Trecho fornecido —
O sarampo já foi daquelas enfermidades que todos conheciam de perto, uma das famigeradas doenças da infância. Até a década de 1960, estima-se que todo ano impressionantes 2,6 milhões de pessoas morriam no mundo por causa dela. Se hoje essa praga é um tanto desconhecida, isso se deve ao enorme sucesso da vacinação.

A vacina, desenvolvida em 1963, foi distribuída por meio de uma campanha global que atingiu mais de um bilhão de pessoas. Resultado: a mortalidade por sarampo no planeta foi reduzida a 73 mil óbitos em 2014. Desde então, porém, esse número tem subido devido à desaceleração da vacinação.

Arte ilustra uma vaca em segundo plano e uma mulher em primeiro plano. O fundo da imagem é vermelho, e há pontinhos coloridos espalhados que remetem a um vírus no ar.
Ilustração: Valentina Fraiz - Instituto Serrapilheira

Mas se a vacina é uma poderosa ferramenta com potencial de encerrar a história do sarampo, como foi seu início? O sarampo acompanha a humanidade há séculos. Os primeiros relatos clínicos foram escritos pelo médico persa Rhazes no século X Era Comum (EC) e a partir daí foram registradas epidemias devastadoras. O que o vírus Measles morbillivirus (MeV), causador da doença, pode nos dizer sobre seu passado?

Há tempos pesquisadores vêm contribuindo para pôr essa história de pé. O MeV é um dos agentes infecciosos mais transmissíveis que conhecemos, infecta comunidades inteiras num piscar de olhos. Como essa infecção produz uma imunidade duradoura, o vírus se mantém na população sobretudo pelo nascimento de crianças suscetíveis. Nesse contexto, um dos estudos clássicos da modelagem epidemiológica mostrou que existe um tamanho crítico de comunidade, em torno de 250 mil-500 mil pessoas, abaixo do qual o MeV não consegue se manter endêmico na população. Em comunidades menores ele rapidamente infecta todo mundo e é extinto.

Dados para análise —
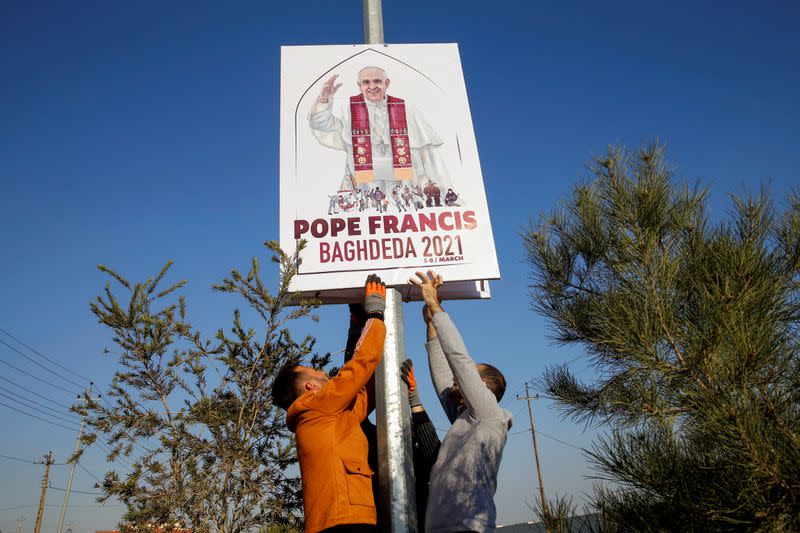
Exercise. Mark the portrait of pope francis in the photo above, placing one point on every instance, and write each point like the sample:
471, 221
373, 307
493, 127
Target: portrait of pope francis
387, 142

==

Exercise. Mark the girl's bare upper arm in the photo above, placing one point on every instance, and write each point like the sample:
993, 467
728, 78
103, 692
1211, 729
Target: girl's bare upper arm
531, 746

Tarefa a realizar —
Repita sem alterações a parte do trecho fornecido entre "A vacina, desenvolvida" e "vírus no ar.", inclusive. Este material vem de outra fonte.

Resposta do exercício —
A vacina, desenvolvida em 1963, foi distribuída por meio de uma campanha global que atingiu mais de um bilhão de pessoas. Resultado: a mortalidade por sarampo no planeta foi reduzida a 73 mil óbitos em 2014. Desde então, porém, esse número tem subido devido à desaceleração da vacinação.

Arte ilustra uma vaca em segundo plano e uma mulher em primeiro plano. O fundo da imagem é vermelho, e há pontinhos coloridos espalhados que remetem a um vírus no ar.